AUFGABENSTELLUNG -
Bitte schreiben Sie aus dem Kommentar zur Flüchtlingskrise den Abschnitt von „Innig verbunden: Sigmar“ bis „SPD-Chef Sigmar Gabriel.“ wortgetreu ab.

VORLIEGENDER TEXT -
Kommentar von Martin Reeh

Weil andere EU-Staaten keine Flüchtlinge aufnehmen wollen, schwingt Deutschland die Moralkeule. Dabei trägt Merkel eine große Mitschuld.

Innig verbunden: Sigmar Gabriel und Jean-Claude Juncker. Foto: dpa

D a ist er wieder, der deutsche Tonfall der Selbstgerechtigkeit. „Die ganze Welt feiert uns Deutsche“, lautete am Dienstag die Bild-Schlagzeile zur Flüchtlingskrise. Der schulmeisterliche Tonfall folgt, wie üblich, auf dem Fuß: Es gehe nicht, dass der Rest Europas sage, es sei für die Flüchtlingskrise nicht zuständig, so SPD-Chef Sigmar Gabriel.

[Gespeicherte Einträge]
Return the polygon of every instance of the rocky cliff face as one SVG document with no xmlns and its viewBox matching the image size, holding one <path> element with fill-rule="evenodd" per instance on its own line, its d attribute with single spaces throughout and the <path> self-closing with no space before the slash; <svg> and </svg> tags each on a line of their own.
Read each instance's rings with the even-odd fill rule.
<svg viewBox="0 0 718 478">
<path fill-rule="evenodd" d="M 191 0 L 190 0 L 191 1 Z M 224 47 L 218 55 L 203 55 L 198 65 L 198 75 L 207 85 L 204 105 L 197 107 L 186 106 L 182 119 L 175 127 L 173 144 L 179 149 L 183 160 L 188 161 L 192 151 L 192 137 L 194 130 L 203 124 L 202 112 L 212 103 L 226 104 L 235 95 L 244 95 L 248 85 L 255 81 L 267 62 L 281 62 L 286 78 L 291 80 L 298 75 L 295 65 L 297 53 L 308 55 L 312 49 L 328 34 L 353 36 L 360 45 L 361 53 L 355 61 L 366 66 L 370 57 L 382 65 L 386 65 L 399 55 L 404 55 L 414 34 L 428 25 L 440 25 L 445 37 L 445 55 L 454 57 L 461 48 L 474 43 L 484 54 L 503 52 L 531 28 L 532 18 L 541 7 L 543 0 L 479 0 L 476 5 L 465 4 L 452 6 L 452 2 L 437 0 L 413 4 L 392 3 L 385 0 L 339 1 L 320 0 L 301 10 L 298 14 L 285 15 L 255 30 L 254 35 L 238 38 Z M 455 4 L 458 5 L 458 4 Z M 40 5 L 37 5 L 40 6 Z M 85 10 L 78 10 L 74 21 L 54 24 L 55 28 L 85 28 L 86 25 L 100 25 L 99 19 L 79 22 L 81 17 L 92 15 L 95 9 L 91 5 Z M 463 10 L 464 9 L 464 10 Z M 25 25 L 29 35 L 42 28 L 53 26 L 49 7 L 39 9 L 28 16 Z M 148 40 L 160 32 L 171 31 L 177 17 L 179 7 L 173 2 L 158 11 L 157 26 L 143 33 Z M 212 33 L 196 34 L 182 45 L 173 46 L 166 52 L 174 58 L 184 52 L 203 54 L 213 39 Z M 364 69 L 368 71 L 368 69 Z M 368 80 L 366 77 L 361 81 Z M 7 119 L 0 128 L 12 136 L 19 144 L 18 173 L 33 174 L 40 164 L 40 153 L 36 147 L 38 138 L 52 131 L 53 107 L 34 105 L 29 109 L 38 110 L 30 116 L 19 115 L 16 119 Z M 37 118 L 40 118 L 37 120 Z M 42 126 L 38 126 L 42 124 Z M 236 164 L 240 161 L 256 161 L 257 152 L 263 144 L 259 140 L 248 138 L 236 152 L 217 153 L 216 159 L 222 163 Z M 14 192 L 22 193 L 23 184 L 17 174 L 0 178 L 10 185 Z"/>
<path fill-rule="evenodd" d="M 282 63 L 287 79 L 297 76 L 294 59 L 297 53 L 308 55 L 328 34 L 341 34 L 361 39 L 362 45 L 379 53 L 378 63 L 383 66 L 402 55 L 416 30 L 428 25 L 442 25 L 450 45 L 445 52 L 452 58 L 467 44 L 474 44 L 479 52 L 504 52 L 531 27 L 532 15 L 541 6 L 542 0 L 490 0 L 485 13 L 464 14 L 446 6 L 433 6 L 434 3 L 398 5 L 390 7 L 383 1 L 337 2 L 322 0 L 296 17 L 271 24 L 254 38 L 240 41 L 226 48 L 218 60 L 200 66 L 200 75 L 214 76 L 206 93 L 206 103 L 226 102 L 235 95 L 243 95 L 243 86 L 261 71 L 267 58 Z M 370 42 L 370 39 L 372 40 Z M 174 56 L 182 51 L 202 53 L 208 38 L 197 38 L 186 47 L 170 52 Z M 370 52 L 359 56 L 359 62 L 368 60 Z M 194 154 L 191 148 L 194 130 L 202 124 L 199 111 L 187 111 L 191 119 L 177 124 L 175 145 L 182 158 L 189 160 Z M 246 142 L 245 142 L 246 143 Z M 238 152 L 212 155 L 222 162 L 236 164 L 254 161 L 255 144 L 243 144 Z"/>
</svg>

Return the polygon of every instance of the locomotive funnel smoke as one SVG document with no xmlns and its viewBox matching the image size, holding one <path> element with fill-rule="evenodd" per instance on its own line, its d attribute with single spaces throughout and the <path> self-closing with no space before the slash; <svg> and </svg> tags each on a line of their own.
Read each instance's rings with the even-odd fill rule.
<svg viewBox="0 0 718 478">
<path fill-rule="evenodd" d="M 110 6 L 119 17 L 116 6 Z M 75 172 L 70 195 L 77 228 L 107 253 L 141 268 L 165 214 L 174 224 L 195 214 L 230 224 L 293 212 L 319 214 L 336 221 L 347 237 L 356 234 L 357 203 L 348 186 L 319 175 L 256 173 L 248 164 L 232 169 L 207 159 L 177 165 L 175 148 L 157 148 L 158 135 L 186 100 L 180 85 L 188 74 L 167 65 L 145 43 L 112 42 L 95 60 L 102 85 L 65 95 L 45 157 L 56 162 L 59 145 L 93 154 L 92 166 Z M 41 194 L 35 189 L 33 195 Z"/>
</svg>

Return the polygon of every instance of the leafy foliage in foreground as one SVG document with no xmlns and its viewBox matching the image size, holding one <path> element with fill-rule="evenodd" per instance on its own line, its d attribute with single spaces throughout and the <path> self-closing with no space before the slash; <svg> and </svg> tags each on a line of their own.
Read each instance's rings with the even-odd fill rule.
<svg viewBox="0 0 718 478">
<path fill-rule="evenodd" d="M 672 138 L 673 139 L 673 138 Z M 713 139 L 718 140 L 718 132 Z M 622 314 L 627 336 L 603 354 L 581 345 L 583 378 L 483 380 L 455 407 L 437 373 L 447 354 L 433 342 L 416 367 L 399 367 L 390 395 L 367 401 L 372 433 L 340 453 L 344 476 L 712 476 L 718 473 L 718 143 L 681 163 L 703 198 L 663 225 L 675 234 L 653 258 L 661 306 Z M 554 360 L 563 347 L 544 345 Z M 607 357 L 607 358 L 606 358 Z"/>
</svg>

GELÖSTE AUFGABE -
Innig verbunden: Sigmar Gabriel und Jean-Claude Juncker. Foto: dpa

D a ist er wieder, der deutsche Tonfall der Selbstgerechtigkeit. „Die ganze Welt feiert uns Deutsche“, lautete am Dienstag die Bild-Schlagzeile zur Flüchtlingskrise. Der schulmeisterliche Tonfall folgt, wie üblich, auf dem Fuß: Es gehe nicht, dass der Rest Europas sage, es sei für die Flüchtlingskrise nicht zuständig, so SPD-Chef Sigmar Gabriel.